_Your task_
Copy out every record below with complete accuracy.

_Material for the task_
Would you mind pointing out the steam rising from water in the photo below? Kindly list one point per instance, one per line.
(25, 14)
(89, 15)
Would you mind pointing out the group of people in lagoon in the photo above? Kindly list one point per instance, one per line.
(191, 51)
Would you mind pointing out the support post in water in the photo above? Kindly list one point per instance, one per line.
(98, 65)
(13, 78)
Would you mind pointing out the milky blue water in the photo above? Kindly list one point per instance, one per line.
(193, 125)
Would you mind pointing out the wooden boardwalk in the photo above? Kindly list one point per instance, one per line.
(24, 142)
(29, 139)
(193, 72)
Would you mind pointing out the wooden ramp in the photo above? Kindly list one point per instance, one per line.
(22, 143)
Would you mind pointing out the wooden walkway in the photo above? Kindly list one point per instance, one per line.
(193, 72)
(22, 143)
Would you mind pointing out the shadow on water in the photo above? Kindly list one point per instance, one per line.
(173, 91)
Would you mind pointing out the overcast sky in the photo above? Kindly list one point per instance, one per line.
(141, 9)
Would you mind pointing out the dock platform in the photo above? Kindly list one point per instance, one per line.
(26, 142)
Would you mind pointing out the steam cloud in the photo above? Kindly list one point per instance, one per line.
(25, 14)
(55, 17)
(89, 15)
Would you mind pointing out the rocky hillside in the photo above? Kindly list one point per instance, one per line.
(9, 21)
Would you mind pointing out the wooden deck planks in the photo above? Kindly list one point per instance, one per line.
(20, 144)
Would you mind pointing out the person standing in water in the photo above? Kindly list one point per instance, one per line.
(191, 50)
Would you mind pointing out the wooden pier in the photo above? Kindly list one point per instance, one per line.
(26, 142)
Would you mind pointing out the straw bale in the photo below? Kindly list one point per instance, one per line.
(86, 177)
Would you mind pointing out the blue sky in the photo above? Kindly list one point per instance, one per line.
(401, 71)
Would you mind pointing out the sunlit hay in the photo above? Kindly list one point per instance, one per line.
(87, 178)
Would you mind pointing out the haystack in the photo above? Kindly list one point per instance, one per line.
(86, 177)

_Written solution_
Would you mind pointing out the steam rising from water in the photo below? Kindly list one point per instance, one per line.
(25, 14)
(89, 15)
Would you mind pointing out the group of people in lagoon in the photo above? Kindly list one point per instance, one per line.
(191, 51)
Would you mind pointing out the support post in water in the photo above? Kindly list one point per instance, one per line.
(98, 65)
(13, 78)
Would you mind pointing out the milky blue water in the photo above? Kindly list one point per instance, one per line.
(193, 125)
Would you mind pointing out the wooden boardwalk in the photo above? Kindly list one point per instance, one per line.
(24, 142)
(29, 139)
(193, 72)
Would you mind pointing out the wooden ramp in the photo above? Kindly list one point per instance, one per line.
(22, 143)
Would you mind pointing out the wooden walkway in the photo above? Kindly list one point per instance, one per line.
(193, 72)
(22, 143)
Would you mind pointing out the shadow on water in the photo above? Kindly list one point per instance, one per line.
(173, 91)
Would you mind pointing out the overcast sky in the photo above? Kindly list one point per instance, one per line.
(141, 9)
Would you mind pointing out the dock platform in the photo above? Kindly list one point per instance, one per line.
(26, 142)
Would you mind pointing out the steam cloud in the photo above? Kindly list one point per instance, one per line.
(25, 14)
(55, 17)
(89, 15)
Would you mind pointing out the rocky hillside in the photo above? Kindly list one point per instance, one per line.
(9, 21)
Would you mind pointing out the wooden deck planks in the photo above? Kindly list one point per instance, one per line.
(20, 144)
Would you mind pointing out the person standing in water in the photo above? Kindly list one point per instance, one per line.
(191, 50)
Would you mind pointing out the wooden pier in the photo above? Kindly list one point per instance, one per line.
(26, 142)
Would you mind pointing out the straw bale in the photo below? Kindly list one point per instance, one per line.
(86, 177)
Would you mind pointing out the blue sky in the photo above? Kindly list one point per instance, one per line.
(401, 71)
Would you mind pointing out the sunlit hay in the photo above? Kindly list one point per instance, one per line.
(87, 178)
Would you mind pointing out the haystack in the photo above? Kindly list one point per instance, one per line.
(86, 177)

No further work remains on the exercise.